━━ Listed entries

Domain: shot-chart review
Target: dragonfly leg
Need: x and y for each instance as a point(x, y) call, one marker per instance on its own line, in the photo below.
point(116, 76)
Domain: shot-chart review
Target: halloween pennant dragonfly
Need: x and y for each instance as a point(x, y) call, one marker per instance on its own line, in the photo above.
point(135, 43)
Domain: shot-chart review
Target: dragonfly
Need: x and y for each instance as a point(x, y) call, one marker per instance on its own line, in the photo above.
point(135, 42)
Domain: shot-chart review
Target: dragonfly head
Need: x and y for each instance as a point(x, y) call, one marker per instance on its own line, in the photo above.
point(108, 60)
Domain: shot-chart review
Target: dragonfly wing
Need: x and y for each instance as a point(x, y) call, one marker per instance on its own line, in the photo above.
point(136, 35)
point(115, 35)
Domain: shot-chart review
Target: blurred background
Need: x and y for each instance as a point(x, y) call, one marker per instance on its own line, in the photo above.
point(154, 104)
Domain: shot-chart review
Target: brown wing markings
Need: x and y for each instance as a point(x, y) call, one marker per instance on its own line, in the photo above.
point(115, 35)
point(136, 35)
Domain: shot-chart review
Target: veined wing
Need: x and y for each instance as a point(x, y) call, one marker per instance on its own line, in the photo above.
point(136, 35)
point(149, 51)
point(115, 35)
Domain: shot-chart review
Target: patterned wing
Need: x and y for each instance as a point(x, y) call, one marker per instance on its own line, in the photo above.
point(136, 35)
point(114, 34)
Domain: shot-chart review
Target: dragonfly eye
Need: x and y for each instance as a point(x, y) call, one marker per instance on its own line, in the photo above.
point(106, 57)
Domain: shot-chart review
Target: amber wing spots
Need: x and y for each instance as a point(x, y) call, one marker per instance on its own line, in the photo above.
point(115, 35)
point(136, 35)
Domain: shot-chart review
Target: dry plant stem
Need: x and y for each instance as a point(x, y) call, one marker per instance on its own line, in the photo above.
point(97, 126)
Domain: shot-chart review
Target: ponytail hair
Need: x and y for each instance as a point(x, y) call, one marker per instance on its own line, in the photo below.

━━━━
━━ Listed entries

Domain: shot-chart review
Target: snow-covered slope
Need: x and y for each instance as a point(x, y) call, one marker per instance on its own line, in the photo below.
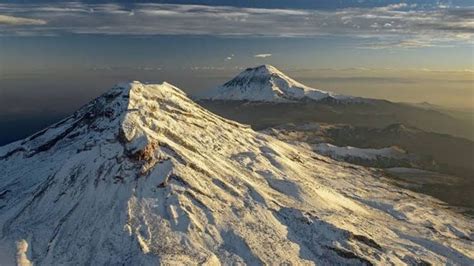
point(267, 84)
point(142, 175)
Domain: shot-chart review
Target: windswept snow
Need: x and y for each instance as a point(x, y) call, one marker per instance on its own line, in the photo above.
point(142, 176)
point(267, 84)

━━━━

- **Task directions**
Find each line of the records that contains the string "snow" and copy it. Matching is case-sensitive.

- **Expected answer**
Target: snow-covered slope
Target: windswept snow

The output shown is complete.